§ ASSIGNMENT
Reproduce every entry in the listing without alteration.

########################################

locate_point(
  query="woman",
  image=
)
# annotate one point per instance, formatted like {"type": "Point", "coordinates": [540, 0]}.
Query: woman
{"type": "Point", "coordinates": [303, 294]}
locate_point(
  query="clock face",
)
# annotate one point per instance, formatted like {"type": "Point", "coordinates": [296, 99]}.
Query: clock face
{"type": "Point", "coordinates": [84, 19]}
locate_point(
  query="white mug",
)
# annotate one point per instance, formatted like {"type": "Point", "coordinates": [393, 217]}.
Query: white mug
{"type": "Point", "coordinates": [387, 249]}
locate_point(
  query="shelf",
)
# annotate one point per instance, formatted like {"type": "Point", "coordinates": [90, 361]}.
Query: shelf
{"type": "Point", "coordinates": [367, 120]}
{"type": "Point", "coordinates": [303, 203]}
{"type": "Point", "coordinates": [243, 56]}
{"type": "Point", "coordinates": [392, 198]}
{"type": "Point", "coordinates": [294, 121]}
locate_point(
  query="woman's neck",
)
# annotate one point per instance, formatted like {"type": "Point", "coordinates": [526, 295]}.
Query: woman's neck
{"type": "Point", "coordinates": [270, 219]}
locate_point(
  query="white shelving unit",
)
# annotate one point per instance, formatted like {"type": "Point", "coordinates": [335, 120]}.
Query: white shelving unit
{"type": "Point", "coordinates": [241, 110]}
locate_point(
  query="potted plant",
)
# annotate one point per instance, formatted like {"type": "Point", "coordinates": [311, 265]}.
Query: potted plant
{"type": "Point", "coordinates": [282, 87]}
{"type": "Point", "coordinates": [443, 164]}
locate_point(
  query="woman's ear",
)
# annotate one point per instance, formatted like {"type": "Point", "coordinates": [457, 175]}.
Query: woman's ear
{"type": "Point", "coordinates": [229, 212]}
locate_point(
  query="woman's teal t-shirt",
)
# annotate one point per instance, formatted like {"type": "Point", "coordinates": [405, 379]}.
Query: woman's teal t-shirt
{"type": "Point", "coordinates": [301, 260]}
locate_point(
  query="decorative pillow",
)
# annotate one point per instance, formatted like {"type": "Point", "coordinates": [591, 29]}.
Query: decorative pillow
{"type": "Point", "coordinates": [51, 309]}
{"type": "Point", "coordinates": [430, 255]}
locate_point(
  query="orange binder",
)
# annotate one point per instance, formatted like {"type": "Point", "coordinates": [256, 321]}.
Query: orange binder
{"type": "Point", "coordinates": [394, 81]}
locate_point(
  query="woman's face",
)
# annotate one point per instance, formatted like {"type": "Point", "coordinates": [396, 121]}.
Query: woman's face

########################################

§ WRITTEN SOLUTION
locate_point(
  query="woman",
  image=
)
# annotate one point per instance, formatted like {"type": "Point", "coordinates": [540, 0]}.
Query: woman
{"type": "Point", "coordinates": [303, 294]}
locate_point(
  query="clock face",
)
# annotate one point per instance, formatted like {"type": "Point", "coordinates": [296, 99]}.
Query: clock face
{"type": "Point", "coordinates": [84, 19]}
locate_point(
  query="white mug",
)
# annotate one point per instance, formatted like {"type": "Point", "coordinates": [393, 217]}.
Query: white mug
{"type": "Point", "coordinates": [387, 249]}
locate_point(
  query="shelf",
)
# annotate one point per instance, formatted like {"type": "Point", "coordinates": [90, 361]}.
Query: shelf
{"type": "Point", "coordinates": [367, 120]}
{"type": "Point", "coordinates": [303, 203]}
{"type": "Point", "coordinates": [243, 56]}
{"type": "Point", "coordinates": [392, 198]}
{"type": "Point", "coordinates": [294, 121]}
locate_point(
  query="woman's neck",
)
# annotate one point per instance, formatted like {"type": "Point", "coordinates": [526, 295]}.
Query: woman's neck
{"type": "Point", "coordinates": [270, 219]}
locate_point(
  query="white shelving unit",
)
# annotate one point per instance, formatted like {"type": "Point", "coordinates": [335, 120]}.
Query: white shelving unit
{"type": "Point", "coordinates": [241, 110]}
locate_point(
  query="potted plant",
)
# annotate one point per instance, formatted like {"type": "Point", "coordinates": [311, 265]}.
Query: potted plant
{"type": "Point", "coordinates": [282, 87]}
{"type": "Point", "coordinates": [443, 164]}
locate_point(
  query="woman's ear",
)
# annotate one point per instance, formatted like {"type": "Point", "coordinates": [457, 175]}.
Query: woman's ear
{"type": "Point", "coordinates": [229, 212]}
locate_point(
  query="woman's teal t-shirt",
)
# annotate one point per instance, formatted like {"type": "Point", "coordinates": [405, 379]}.
Query: woman's teal t-shirt
{"type": "Point", "coordinates": [301, 260]}
locate_point(
  query="decorative pillow",
)
# annotate one point per instance, formatted like {"type": "Point", "coordinates": [591, 29]}.
Query: decorative pillow
{"type": "Point", "coordinates": [51, 309]}
{"type": "Point", "coordinates": [430, 255]}
locate_point(
  query="orange binder",
)
# annotate one point per instance, formatted like {"type": "Point", "coordinates": [256, 321]}.
Query: orange binder
{"type": "Point", "coordinates": [394, 81]}
locate_point(
  query="woman's face",
)
# annotate one point per instance, formatted like {"type": "Point", "coordinates": [396, 121]}.
Query: woman's face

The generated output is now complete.